About this task: The response should be an exact repetition of all the entries.

Data section:
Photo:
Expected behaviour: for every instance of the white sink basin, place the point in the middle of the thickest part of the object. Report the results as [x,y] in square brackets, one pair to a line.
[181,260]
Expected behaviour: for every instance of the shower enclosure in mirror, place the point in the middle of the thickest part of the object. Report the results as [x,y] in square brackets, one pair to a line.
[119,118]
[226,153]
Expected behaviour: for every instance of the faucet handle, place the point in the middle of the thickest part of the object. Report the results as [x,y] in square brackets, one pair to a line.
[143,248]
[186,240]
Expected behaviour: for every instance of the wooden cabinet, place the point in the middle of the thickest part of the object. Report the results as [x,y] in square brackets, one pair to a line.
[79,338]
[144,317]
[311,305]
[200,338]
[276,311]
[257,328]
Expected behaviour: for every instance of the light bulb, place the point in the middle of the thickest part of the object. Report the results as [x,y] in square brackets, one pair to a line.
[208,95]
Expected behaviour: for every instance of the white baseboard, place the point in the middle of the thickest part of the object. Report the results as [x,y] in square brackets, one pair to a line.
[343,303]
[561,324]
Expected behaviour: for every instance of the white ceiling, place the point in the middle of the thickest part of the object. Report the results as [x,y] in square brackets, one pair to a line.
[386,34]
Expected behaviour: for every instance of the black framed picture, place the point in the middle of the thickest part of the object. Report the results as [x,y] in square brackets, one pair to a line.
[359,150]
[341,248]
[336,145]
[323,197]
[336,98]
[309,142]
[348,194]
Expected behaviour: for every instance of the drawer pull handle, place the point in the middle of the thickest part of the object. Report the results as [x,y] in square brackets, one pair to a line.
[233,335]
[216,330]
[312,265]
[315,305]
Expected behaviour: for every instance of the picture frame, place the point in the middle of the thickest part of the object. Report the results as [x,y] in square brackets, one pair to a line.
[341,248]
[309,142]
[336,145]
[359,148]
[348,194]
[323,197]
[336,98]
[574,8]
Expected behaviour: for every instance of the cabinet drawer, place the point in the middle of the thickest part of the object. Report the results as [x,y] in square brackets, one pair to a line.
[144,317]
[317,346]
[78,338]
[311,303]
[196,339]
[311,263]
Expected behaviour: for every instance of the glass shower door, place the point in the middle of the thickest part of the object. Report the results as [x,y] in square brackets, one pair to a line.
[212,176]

Result:
Photo:
Expected behaviour: for every instance of the white sink basin, place the point in the middle of the thickest part of the object. Report the results as [x,y] in square brackets, one pair to a line.
[181,260]
Expected behaviour: for every instance of the shower enclosure in mirror, place the point in the middle of the thickest part of the object. Report the results as [x,y] in square brackets, one pair to a line.
[119,118]
[226,153]
Expected behaviour: for every instance of the faucet handle, place the point in the middle of the thickest part of the object. Report the results as [x,y] in square brackets, one pair to a line.
[143,248]
[186,240]
Expected behaviour: for every instance of the wooden cabinet, place the point in the middle of the thickest part of the object. Report the results as [x,y] in square brackets, one pair to a line.
[79,338]
[144,317]
[311,305]
[200,338]
[276,311]
[257,328]
Expected behaviour: for every instance of the light bulb, place the point in the middle of the thickest part of the object. Report the results as [x,y] in square brackets, one pair to a line.
[208,95]
Expected behaviour: for every instance of the white baseboard, place the point in the middle of the thickest part of the object. Report the results as [x,y] in square brackets, one pair to a line.
[343,303]
[561,324]
Expected behaviour: for every instance of the white ceiling, place the point in the middle of the thickest part of the object. Report the results as [x,y] in square brackets, one pair to a line.
[386,34]
Expected behaviour: for every instance of the black framed picture, place the point in the middle of the thickest part of the object. Report the results as [x,y] in square brackets, one pair to a line.
[359,150]
[341,248]
[336,145]
[323,197]
[336,98]
[309,142]
[348,194]
Expected behaviour: for every instance of the drawer pull handle, place the point in the middle of the thickest part of the object. Report the results as [x,y] in square brackets, one pair to a line.
[233,335]
[216,330]
[312,265]
[315,305]
Expected behaviour: for every instance of the picture frame, place the point in the middle of the thickest part of the object. Report the results as [x,y] in square brackets, one pair to a line.
[341,248]
[309,142]
[336,145]
[359,148]
[348,194]
[323,197]
[336,98]
[574,8]
Expected behaviour: for every instance of the cabinet drawer, place the point in the middle of the thickest part of the object. Report the results as [x,y] in square brackets, one pair to a line.
[144,317]
[317,346]
[78,338]
[311,303]
[196,339]
[311,263]
Expected behaviour: for every instance of the glass shower door, place the point in the middle of the thickest part of the object. Report the results as [x,y] in square brackets, one pair to a line.
[212,176]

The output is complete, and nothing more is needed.